-- EXTRAIT DU DOCUMENT --
----

La procédure applicable aux décisions de reconduite à la frontière

La loi n° 02-031ne donne pas non plus de précision à ce sujet. Dès lors, c’est la procédure de notification des décisions administratives de droit commun prévue par la loi n° 03-012 qui s’applique. En effet, la reconduite à la frontière constitue une mesure de police qui doit être motivée conformément au a) de l’article 2 de cette loi.

  •  La décision devrait donc être notifiée (communiquée) par écrit et être motivée en droit (c’est à dire viser ou citer les textes sur lesquels elle est fondée) et en fait (c’est à dire expliciter les éléments de la situation personnelle du demandeur pris en compte) conformément à l’article 1er de la loi 03-01.

D’autant que l’article 22 de la Convention internationale sur les droits de tous les travailleurs migrants et des membres de leur famille3 stipule que « la décision doit être notifiée aux intéressés dans une langue qu’ils comprennent. Sur leur demande, lorsque ce n’est pas obligatoire, la décision leur est notifiée par écrit et, sauf circonstances exceptionnelles justifiées par la sécurité nationale, elle est également dûment motivée. Les intéressés sont informés de ces droits avant que la décision soit prise, ou au plus tard au moment où elle est prise ».

  •  Même si le droit interne ne l’impose pas, cette décision ne devrait pouvoir être prise qu’à l’issue d’une procédure contradictoire, le même article de cette Convention (qui emploi le terme expulsion pour tout les formes d’éloignement du territoire) stipulant que « les intéressés ont le droit de faire valoir les raisons de ne pas les expulser et de faire examiner leur cas par l’autorité compétente, à moins que des raisons impératives de sécurité nationale n’exigent qu’il n’en soit autrement. En attendant cet examen, les intéressés ont le droit de demander la suspension de la décision d’expulsion ».
  •  Dès cette notification effectuée, l’étranger est mis en mesure d’avertir un avocat, son consulat ou toute personne de son choix (dernier alinéa de l’article 24 de la loi n° 02-03). Concrètement, il devrait donc pouvoir appeler, avec son téléphone personnel s’il en a un ou avec un téléphone mis à sa disposition par l’administration, un avocat, son consulat (sauf les réfugiés et les demandeurs d’asile, qui devraient pouvoir appeler le Haut-commissariat des Nations-Unies pour les réfugiés), et une personne de son choix (famille, ami, association, …).

----

-- INFORMATIONS AFFICHÉES --

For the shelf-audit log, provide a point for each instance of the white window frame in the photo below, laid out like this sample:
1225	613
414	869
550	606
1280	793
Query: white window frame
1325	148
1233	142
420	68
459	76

----

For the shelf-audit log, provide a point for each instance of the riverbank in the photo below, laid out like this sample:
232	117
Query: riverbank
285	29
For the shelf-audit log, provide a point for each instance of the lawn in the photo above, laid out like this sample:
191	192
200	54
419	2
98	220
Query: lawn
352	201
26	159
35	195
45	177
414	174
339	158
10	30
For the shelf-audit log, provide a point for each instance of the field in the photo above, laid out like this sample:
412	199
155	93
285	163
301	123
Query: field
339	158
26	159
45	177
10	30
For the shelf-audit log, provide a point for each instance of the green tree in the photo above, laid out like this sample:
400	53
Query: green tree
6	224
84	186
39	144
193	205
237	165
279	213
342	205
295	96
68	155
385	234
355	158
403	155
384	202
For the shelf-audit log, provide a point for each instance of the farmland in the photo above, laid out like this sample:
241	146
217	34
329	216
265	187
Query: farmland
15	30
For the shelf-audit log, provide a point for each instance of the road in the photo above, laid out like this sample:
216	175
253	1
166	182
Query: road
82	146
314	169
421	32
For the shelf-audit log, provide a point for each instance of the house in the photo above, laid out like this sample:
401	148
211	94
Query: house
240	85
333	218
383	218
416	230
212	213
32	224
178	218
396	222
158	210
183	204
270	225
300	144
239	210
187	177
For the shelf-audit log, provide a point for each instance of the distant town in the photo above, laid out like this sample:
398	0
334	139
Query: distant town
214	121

----

-- CONSIGNES --
- A) Recopiez l'extrait depuis « La procédure applicable » jusqu'à « de cette loi. », en substituant « escorte » à « reconduite ».
- B) D'après l'extrait, qui les réfugiés et les demandeurs d'asile devraient-ils pouvoir appeler au lieu de leur consulat ?
Appuyez-vous uniquement sur l'extrait.

-- RÉSULTATS FINAUX --
- A)
La procédure applicable aux décisions de escorte à la frontière

La loi n° 02-031ne donne pas non plus de précision à ce sujet. Dès lors, c’est la procédure de notification des décisions administratives de droit commun prévue par la loi n° 03-012 qui s’applique. En effet, la escorte à la frontière constitue une mesure de police qui doit être motivée conformément au a) de l’article 2 de cette loi.

- B) Le Haut-commissariat des Nations-Unies pour les réfugiés.